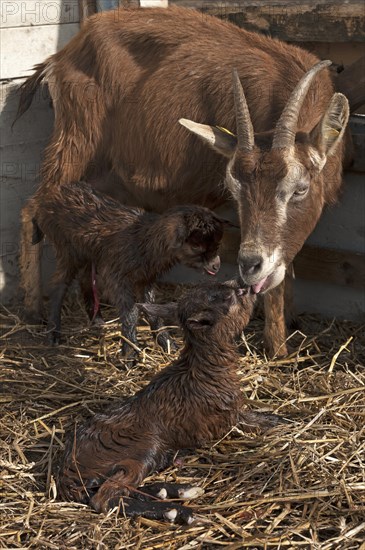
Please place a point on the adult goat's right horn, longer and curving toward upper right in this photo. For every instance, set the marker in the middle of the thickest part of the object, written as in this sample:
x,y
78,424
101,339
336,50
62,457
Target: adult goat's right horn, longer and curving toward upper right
x,y
286,127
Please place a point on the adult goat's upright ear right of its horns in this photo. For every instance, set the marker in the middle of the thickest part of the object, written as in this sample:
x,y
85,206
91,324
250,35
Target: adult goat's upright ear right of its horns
x,y
329,132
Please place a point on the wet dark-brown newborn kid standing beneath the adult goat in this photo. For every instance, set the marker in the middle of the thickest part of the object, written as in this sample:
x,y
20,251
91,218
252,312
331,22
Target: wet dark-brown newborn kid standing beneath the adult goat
x,y
127,246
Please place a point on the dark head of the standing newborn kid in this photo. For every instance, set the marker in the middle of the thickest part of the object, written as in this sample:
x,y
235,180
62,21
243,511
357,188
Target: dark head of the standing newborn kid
x,y
198,233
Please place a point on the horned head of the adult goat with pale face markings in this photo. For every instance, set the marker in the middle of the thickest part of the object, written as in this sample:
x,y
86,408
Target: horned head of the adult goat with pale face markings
x,y
276,178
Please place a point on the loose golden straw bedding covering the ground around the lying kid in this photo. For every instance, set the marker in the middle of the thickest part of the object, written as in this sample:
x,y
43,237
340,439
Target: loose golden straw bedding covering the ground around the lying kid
x,y
301,485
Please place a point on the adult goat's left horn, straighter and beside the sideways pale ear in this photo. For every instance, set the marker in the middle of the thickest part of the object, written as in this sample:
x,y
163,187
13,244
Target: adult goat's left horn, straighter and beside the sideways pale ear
x,y
245,133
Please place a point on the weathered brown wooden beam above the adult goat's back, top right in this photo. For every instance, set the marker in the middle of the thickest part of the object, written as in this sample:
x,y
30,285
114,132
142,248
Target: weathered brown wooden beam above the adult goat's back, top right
x,y
291,20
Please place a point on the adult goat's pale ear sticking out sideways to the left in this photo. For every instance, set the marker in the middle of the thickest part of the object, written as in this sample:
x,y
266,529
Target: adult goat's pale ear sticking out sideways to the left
x,y
220,140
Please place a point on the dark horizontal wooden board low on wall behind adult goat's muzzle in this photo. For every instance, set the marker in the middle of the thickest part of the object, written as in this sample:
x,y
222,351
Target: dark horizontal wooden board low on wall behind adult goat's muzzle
x,y
338,267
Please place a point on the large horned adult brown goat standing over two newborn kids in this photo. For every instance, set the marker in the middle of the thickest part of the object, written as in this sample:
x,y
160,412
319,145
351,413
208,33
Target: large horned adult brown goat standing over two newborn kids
x,y
121,85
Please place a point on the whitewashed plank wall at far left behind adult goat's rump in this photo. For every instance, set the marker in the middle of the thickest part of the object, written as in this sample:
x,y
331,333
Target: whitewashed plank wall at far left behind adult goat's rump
x,y
30,31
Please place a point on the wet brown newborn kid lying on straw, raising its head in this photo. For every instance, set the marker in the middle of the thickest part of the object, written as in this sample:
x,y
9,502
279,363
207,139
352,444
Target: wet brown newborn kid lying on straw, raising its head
x,y
192,401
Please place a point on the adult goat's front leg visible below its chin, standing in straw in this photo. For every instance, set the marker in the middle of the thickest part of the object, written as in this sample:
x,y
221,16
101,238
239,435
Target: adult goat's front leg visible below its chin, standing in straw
x,y
275,329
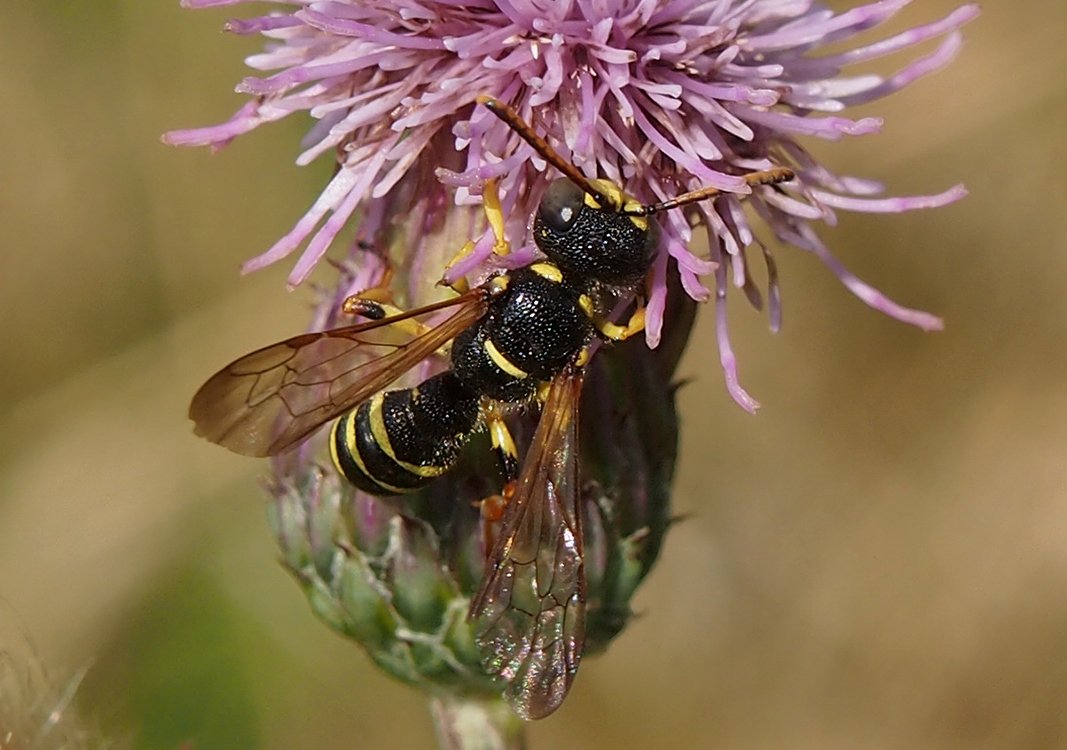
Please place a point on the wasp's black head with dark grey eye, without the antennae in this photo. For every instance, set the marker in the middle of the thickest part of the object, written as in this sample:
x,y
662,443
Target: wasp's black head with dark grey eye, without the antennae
x,y
594,243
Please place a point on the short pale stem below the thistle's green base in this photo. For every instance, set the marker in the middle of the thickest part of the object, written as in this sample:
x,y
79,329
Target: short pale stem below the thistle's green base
x,y
476,724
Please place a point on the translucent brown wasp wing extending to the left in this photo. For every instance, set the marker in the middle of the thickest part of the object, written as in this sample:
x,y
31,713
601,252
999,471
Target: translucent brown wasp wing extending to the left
x,y
272,400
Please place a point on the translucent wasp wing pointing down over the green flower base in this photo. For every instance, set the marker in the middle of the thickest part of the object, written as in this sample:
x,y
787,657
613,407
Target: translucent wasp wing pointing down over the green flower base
x,y
531,608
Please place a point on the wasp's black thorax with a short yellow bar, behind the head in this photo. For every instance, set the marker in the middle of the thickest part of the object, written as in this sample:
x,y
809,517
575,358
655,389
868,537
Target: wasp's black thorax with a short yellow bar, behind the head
x,y
529,337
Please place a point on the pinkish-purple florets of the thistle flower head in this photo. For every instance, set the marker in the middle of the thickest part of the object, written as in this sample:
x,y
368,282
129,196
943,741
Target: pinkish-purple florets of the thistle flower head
x,y
662,97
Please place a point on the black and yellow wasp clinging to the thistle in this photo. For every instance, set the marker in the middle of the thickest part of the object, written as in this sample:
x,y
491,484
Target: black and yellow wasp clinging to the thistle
x,y
522,337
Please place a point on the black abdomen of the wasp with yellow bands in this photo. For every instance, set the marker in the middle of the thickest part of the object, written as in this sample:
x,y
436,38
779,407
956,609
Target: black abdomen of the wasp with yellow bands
x,y
401,441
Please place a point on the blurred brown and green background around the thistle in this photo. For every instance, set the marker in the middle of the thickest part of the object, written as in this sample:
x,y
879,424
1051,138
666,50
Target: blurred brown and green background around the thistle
x,y
878,561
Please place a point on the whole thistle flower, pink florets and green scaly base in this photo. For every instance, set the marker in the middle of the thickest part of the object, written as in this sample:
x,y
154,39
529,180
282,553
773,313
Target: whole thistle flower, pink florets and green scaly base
x,y
660,97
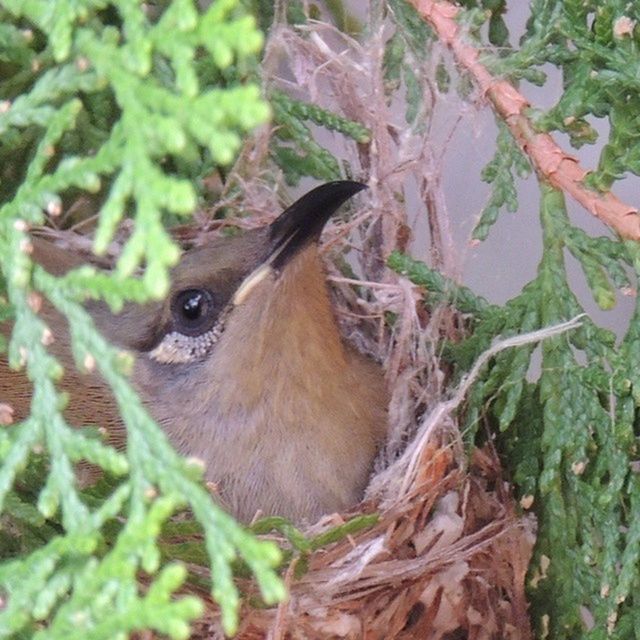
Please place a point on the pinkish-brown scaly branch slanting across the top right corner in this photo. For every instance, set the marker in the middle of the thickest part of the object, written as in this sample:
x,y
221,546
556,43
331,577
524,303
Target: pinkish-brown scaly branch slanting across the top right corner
x,y
561,169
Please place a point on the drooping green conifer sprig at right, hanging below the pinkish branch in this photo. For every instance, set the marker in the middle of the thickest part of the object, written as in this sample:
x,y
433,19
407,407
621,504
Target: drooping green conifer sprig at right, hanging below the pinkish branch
x,y
569,436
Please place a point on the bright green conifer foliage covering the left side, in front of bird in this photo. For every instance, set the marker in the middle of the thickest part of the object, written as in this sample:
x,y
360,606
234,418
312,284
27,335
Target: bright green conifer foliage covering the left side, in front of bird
x,y
100,69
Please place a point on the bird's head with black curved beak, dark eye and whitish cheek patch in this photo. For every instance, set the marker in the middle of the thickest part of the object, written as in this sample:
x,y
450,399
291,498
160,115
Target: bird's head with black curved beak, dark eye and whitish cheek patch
x,y
230,280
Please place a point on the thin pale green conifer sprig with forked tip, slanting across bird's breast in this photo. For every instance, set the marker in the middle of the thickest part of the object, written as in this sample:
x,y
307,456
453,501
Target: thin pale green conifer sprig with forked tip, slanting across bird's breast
x,y
154,463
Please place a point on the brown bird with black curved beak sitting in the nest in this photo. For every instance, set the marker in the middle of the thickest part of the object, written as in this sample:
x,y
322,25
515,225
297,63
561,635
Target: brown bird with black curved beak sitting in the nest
x,y
243,366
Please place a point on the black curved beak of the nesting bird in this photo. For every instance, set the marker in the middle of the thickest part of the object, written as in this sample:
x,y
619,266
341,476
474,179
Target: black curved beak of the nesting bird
x,y
304,220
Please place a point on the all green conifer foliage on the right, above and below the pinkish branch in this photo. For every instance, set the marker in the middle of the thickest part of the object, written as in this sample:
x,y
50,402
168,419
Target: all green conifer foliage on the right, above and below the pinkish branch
x,y
568,436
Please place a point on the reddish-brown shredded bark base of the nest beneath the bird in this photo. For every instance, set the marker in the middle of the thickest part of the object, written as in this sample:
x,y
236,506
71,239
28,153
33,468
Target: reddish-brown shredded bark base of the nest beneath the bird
x,y
447,559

━━━━━━━━━━━━━━━━

PROBLEM: Lines from the one containing "Target: reddish-brown shredded" through the last line of the data above are the only output wanted; restate them exactly.

EXERCISE OUTPUT:
Target: reddish-brown shredded bark base of the nest beneath the bird
x,y
447,559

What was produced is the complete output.